## WHAT YOU ARE ASKED TO DO
Count the lines of the records that contain the string "image" and reply with only that number.

-- begin THE DATA --

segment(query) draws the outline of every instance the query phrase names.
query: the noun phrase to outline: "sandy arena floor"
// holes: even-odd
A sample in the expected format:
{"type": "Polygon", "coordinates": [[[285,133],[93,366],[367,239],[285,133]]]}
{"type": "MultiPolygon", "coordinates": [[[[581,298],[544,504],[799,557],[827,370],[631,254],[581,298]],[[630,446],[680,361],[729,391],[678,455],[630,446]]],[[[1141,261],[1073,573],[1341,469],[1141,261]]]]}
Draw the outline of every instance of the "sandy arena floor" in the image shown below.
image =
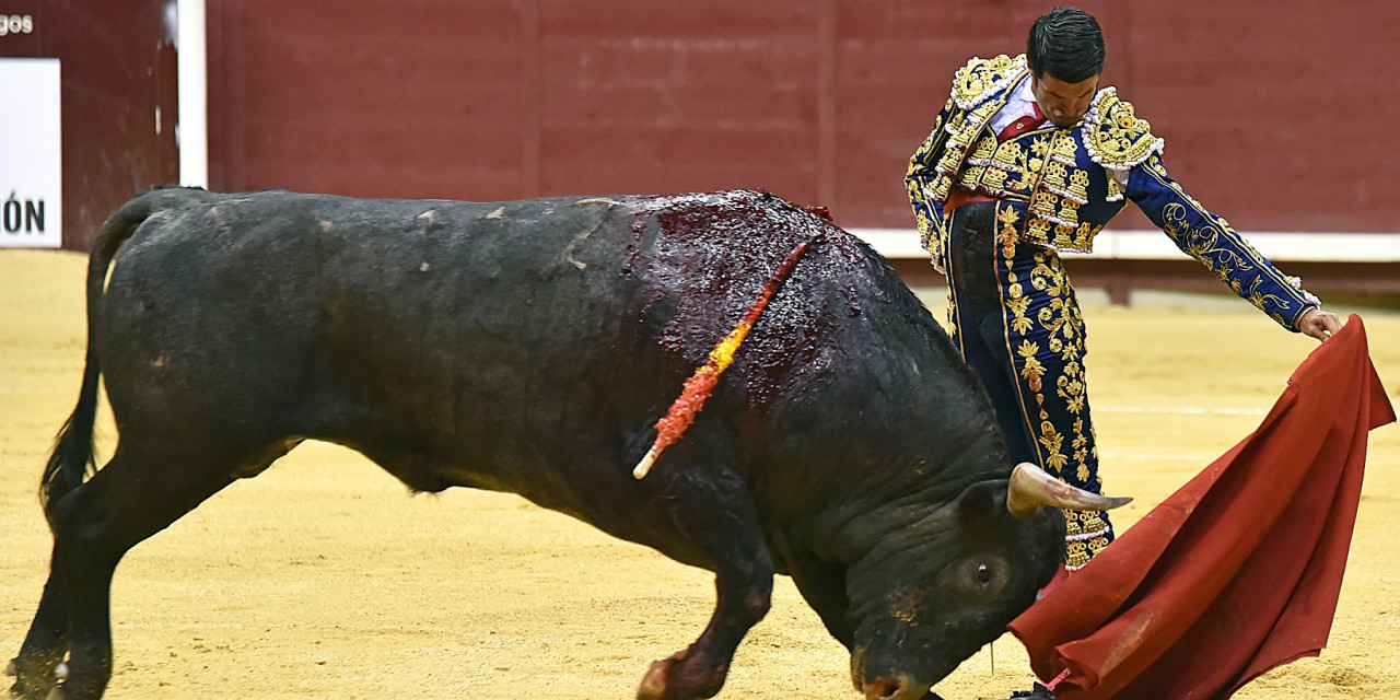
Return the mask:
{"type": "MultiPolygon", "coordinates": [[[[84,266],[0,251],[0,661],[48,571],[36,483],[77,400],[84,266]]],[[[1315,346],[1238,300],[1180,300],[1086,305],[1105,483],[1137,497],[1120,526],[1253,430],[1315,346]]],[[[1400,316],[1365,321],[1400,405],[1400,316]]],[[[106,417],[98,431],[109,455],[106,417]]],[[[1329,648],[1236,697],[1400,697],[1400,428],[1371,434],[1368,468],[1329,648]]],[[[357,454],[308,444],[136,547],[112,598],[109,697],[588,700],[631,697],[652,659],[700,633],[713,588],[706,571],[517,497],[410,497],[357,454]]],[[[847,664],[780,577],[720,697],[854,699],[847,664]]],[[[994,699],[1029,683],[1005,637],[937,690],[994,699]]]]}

-- end THE DATA --
-- begin THE DATA --

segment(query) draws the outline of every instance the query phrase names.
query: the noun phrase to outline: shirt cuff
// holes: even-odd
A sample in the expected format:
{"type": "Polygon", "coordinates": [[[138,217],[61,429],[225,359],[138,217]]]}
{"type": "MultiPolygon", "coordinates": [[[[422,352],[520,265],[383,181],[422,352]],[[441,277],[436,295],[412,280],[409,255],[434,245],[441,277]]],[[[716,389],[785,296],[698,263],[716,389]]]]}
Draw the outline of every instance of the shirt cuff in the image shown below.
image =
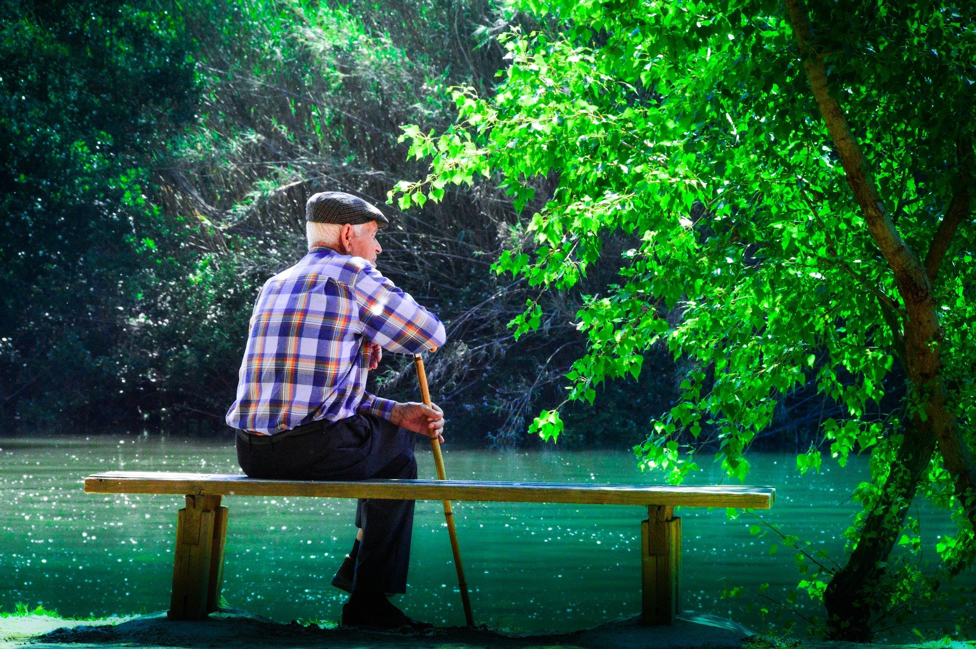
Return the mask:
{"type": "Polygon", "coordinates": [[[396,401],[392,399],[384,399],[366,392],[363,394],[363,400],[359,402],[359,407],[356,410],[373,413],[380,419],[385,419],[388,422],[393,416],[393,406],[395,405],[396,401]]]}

-- end THE DATA --

## RESPONSE BELOW
4